▶ **Exercise aim**: Reproduce the lines below with every occurrence of "hole rule" renamed to "fill rule" and nothing else altered.

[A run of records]
....
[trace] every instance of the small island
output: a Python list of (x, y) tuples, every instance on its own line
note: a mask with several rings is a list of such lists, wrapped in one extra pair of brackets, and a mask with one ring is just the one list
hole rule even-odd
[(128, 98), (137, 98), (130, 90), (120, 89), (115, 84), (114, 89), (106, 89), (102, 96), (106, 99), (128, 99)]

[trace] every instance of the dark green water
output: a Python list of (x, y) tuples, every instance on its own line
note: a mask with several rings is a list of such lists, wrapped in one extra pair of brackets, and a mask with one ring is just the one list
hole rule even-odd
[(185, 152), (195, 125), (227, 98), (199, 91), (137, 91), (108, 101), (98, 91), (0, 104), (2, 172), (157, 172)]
....
▶ **Exercise answer**:
[trace] every instance of the small island
output: a Python list of (x, y) tuples, every instance on its own line
note: a mask with several rings is a list of such lists, wrapped in one extra pair of brackets, and a mask with one ring is just the one list
fill rule even-odd
[(128, 98), (137, 98), (130, 90), (120, 89), (115, 84), (114, 89), (106, 89), (102, 96), (106, 99), (128, 99)]

[trace] every instance of the dark green water
output: a Python list of (x, y) tuples, every instance on its own line
note: a mask with several rings is a list of such lists, wrapped in one extra pair of brackets, and a mask with one ring is just the one list
fill rule even-odd
[(185, 152), (195, 125), (227, 98), (199, 91), (137, 91), (108, 101), (98, 91), (0, 104), (2, 172), (157, 172)]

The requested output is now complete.